◆ **Direction 1**
List every person named in the forum post below.

━━ Passage to read ━━

Re: Map reduce and weird output question

Posted by Randall Leeds <ra...@gmail.com>.
I'm not an expert on this, but I think you need to create your own
reduce function and output the number of keys rather than the sum of
the values.

On Sun, Mar 7, 2010 at 15:15, Gregory Tappero <co...@gmail.com> wrote:
> Thank you Pawel,
>
> If i try to follow your way it gives me the count of docs in a given
> day for each username, what i would like is the count of unique
> usernames for a given day.

━━━

◆ **Direction 2**
Count the lines of the records below that contain the word "brown".

━━ Data rows ━━

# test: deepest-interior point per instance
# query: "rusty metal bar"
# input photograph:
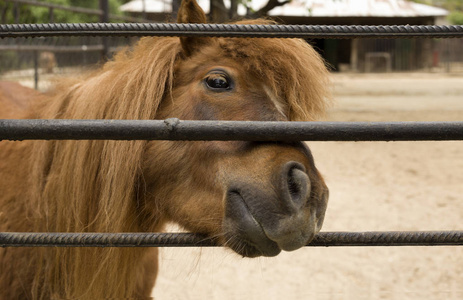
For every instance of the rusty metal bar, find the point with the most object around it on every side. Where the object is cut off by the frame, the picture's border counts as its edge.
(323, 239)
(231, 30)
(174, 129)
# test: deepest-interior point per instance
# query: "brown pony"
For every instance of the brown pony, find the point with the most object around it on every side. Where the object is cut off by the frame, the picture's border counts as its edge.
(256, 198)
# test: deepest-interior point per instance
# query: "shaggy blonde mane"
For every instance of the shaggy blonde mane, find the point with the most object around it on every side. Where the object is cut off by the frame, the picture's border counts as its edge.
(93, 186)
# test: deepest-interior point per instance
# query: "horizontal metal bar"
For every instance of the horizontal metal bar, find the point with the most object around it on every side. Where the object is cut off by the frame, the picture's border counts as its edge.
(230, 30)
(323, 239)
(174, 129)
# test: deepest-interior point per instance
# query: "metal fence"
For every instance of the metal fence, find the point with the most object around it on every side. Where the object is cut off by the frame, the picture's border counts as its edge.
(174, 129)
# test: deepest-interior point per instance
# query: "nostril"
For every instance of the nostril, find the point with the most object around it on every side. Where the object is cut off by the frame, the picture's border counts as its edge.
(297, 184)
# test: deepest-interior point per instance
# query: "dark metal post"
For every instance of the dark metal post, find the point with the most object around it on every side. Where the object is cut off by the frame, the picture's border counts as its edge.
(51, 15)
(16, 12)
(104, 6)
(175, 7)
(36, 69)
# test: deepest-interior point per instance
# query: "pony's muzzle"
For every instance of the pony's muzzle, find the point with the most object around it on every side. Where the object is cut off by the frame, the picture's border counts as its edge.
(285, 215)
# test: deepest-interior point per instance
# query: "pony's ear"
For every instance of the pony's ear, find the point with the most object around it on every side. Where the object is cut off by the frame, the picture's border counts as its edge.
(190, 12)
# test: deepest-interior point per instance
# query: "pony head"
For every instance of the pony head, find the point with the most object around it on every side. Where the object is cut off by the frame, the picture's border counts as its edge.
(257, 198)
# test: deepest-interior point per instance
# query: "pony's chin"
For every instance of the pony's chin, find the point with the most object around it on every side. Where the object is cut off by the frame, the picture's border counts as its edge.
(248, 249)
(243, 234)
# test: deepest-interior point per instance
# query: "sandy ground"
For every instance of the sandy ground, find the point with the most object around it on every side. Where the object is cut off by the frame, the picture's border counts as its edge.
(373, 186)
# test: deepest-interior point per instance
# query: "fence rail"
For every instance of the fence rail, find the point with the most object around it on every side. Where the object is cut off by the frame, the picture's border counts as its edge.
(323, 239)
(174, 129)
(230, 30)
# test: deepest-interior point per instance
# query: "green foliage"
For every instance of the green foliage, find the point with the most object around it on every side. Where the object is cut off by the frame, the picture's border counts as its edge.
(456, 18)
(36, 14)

━━━
━━ Data rows ━━

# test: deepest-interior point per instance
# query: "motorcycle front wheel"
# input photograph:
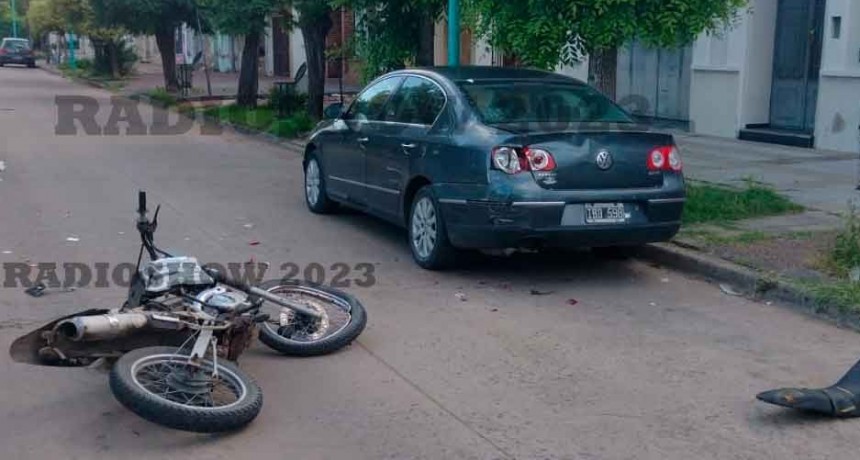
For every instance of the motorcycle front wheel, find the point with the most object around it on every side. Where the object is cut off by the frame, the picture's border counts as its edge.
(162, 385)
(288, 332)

━━━

◆ **Full solution 1**
Randall Leeds, Gregory Tappero, Pawel

◆ **Full solution 2**
2